# AIM OF THE EXERCISE
Which lines in the items below contain the word "green"? Extract each of them, treating uppercase and lowercase as different.

(Records of labeled boxes)
┄┄┄┄┄┄┄┄┄┄┄┄┄┄┄┄┄┄┄┄

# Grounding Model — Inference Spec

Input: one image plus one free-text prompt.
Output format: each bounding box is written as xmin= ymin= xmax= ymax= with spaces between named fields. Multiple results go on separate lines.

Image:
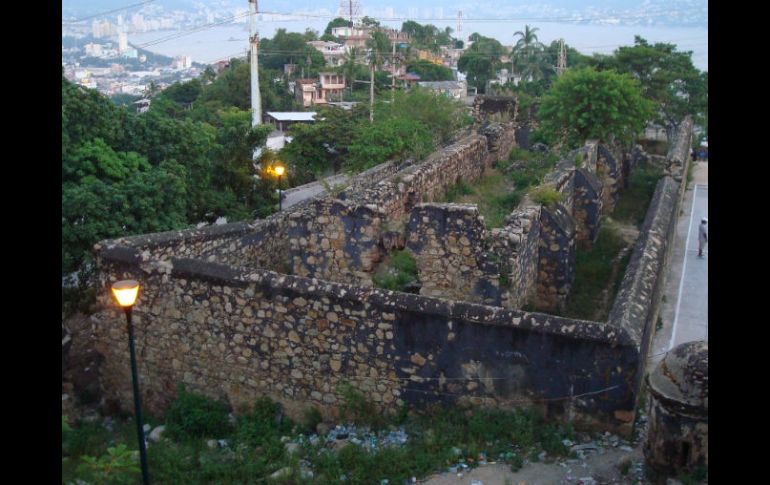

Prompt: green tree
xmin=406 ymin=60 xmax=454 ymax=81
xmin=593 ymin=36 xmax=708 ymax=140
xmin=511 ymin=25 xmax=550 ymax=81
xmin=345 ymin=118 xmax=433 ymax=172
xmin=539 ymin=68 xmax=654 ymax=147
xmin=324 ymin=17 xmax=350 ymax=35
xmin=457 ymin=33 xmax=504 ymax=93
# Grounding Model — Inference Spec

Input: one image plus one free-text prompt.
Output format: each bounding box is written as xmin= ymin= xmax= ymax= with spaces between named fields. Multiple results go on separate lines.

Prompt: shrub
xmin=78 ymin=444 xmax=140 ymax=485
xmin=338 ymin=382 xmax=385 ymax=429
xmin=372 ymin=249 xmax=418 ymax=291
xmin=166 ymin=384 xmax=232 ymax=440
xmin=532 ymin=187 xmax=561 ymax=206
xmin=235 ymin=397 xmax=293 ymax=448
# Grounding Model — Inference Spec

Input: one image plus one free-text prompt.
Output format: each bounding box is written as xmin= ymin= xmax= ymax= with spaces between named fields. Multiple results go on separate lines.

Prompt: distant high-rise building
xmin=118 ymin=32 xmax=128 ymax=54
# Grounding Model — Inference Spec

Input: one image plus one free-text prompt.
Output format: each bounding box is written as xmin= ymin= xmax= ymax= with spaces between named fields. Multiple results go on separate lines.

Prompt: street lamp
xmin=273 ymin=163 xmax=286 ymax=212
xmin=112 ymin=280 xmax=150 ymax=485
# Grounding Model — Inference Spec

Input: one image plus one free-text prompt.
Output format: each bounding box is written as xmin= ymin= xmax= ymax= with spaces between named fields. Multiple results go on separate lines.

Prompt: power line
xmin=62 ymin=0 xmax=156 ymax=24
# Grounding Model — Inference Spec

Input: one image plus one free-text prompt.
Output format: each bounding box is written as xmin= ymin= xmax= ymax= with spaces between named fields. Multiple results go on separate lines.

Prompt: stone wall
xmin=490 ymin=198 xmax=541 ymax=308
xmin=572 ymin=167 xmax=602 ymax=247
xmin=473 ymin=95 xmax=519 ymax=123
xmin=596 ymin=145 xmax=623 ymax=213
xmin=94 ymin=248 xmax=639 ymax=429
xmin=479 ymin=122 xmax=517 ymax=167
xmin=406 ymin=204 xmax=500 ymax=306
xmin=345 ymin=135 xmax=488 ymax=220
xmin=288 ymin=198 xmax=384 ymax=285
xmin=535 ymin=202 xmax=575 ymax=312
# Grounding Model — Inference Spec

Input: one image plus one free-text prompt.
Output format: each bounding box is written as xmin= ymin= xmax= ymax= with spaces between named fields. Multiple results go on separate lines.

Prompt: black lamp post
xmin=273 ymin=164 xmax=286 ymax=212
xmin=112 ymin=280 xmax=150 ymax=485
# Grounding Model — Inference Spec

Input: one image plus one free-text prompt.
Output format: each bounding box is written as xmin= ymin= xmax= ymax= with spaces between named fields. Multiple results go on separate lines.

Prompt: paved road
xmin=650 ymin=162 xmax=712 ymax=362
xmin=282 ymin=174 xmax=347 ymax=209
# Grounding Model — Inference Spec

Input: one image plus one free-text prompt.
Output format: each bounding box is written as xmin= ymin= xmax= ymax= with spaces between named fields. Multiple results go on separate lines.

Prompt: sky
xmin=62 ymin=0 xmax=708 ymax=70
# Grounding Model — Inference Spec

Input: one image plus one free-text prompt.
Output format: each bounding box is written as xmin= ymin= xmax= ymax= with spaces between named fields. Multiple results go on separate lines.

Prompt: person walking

┄┄┄┄┄┄┄┄┄┄┄┄┄┄┄┄┄┄┄┄

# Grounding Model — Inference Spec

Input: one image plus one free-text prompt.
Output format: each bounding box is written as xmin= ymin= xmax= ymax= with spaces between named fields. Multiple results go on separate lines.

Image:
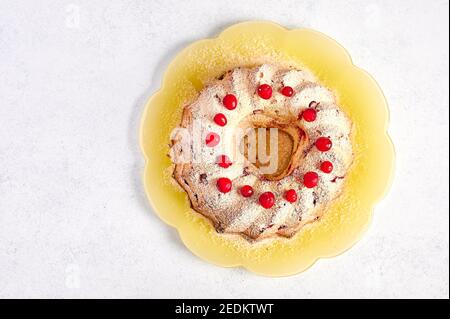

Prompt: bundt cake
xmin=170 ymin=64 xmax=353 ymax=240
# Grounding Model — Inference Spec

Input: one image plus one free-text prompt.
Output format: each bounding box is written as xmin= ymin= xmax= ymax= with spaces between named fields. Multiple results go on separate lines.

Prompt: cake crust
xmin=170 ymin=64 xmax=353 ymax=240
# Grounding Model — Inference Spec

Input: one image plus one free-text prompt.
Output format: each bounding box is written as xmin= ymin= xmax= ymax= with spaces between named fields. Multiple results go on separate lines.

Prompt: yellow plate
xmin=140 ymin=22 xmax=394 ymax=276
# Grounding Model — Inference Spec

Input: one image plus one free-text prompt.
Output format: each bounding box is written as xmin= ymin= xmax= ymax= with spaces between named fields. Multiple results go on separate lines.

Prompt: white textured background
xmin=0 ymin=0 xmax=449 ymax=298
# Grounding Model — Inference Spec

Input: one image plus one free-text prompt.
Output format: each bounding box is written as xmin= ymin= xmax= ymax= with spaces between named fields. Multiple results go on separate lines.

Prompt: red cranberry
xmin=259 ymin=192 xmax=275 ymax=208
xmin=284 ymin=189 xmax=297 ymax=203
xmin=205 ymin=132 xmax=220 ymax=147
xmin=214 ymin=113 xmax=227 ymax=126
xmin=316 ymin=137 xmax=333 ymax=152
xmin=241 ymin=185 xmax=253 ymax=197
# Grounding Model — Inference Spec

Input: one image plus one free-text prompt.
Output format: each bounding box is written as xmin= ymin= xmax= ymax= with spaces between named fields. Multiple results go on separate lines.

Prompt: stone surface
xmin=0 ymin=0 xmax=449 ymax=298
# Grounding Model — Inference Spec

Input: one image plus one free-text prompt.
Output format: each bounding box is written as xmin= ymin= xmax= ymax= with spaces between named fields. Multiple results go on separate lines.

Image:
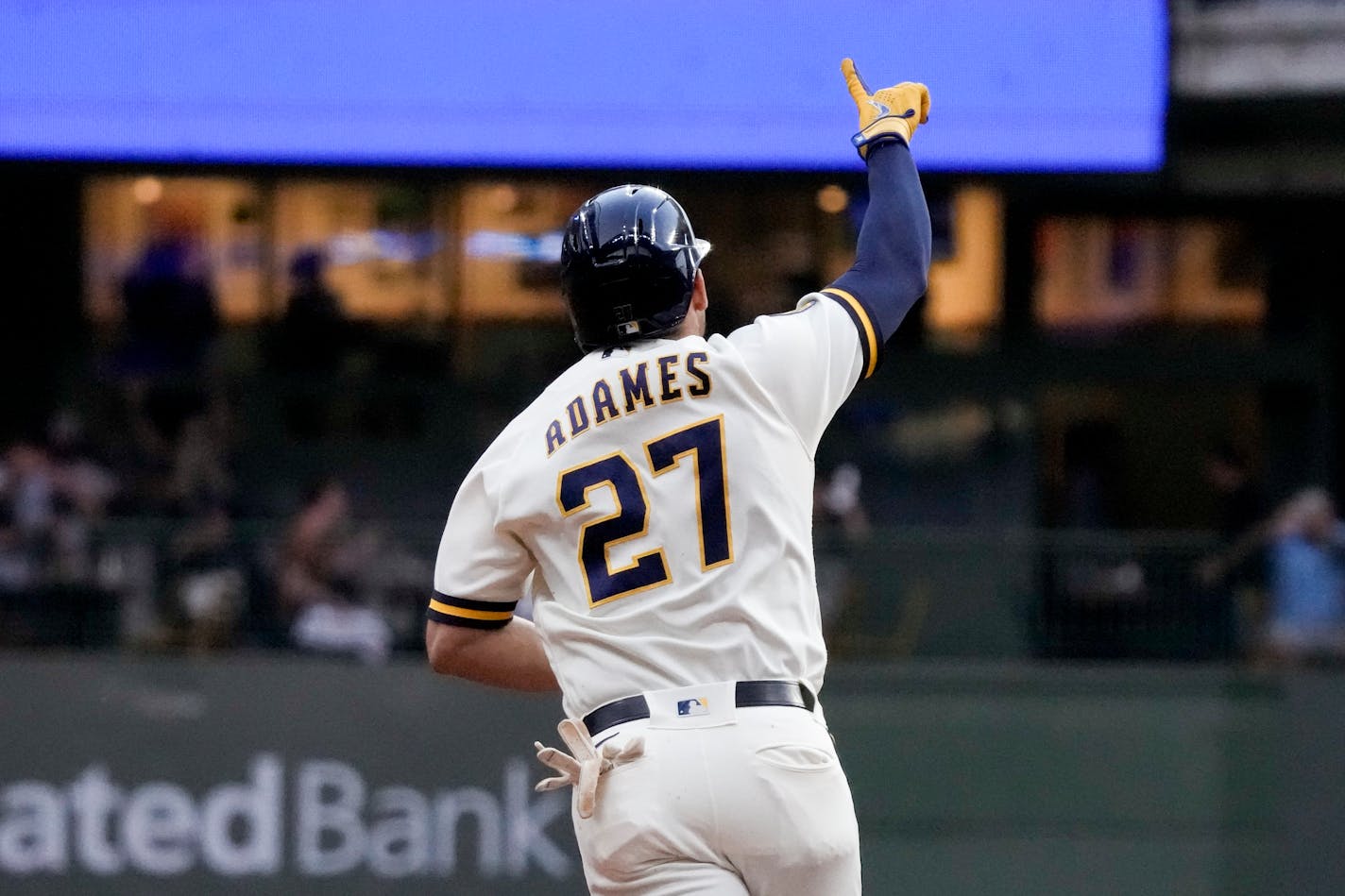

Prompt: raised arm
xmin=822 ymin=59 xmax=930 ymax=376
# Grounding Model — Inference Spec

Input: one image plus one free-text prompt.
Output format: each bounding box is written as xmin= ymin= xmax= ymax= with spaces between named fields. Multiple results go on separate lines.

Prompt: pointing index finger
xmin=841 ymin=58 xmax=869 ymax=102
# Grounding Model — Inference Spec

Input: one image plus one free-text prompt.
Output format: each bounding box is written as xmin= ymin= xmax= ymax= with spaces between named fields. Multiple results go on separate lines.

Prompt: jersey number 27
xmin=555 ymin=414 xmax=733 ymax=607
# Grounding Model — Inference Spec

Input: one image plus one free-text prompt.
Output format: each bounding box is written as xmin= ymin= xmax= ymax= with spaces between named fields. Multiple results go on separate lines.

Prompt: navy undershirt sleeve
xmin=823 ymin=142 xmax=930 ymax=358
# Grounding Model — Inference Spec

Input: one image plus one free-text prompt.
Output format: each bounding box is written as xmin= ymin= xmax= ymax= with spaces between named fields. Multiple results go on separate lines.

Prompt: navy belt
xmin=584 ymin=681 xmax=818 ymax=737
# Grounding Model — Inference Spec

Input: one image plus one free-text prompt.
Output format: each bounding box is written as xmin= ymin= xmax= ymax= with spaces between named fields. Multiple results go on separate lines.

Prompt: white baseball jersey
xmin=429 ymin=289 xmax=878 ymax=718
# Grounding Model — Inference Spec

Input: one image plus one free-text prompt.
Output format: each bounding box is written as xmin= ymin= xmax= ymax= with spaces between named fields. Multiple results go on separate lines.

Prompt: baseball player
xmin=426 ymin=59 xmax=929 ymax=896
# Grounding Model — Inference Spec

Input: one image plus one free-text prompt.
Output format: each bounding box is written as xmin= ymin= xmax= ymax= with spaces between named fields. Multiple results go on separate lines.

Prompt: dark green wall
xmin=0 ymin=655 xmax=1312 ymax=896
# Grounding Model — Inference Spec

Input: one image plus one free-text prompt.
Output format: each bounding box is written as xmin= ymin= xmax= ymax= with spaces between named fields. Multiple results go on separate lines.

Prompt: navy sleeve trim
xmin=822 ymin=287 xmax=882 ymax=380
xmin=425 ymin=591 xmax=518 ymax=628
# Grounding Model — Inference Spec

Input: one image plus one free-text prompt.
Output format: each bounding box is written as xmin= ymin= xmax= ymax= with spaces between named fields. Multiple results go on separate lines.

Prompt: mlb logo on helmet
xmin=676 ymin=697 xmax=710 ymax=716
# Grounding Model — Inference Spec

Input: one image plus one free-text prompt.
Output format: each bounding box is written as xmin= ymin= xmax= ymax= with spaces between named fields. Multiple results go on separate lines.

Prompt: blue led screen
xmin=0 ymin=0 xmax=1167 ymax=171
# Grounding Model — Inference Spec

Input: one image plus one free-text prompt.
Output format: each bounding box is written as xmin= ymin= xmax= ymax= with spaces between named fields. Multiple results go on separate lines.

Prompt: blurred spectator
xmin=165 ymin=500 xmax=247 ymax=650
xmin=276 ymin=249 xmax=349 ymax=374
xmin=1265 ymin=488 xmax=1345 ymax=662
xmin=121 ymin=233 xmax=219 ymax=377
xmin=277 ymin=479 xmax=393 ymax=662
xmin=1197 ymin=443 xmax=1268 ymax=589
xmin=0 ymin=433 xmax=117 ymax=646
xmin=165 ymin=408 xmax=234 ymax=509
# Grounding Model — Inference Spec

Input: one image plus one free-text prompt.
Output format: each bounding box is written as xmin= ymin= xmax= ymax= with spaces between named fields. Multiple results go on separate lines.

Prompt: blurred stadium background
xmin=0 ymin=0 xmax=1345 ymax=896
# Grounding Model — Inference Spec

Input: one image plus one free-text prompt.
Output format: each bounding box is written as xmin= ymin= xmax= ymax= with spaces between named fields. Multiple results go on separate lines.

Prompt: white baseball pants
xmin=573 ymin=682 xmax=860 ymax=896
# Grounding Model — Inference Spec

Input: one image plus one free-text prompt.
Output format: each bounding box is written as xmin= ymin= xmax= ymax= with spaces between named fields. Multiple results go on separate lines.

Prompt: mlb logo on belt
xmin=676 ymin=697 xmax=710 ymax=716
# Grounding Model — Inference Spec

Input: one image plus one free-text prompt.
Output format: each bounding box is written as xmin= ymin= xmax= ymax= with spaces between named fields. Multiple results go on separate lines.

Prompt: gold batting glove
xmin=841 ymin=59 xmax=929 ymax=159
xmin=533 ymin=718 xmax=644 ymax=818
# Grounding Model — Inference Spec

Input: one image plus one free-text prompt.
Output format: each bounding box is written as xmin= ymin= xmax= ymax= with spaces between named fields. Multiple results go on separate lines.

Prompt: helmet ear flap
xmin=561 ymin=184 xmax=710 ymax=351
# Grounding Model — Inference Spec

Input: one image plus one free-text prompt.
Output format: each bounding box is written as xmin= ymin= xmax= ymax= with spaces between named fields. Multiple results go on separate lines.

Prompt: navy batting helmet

┄┄┄┄┄┄┄┄┄┄┄┄┄┄┄┄┄┄┄┄

# OUTPUT
Prompt: green tree
Prompt: dark green wall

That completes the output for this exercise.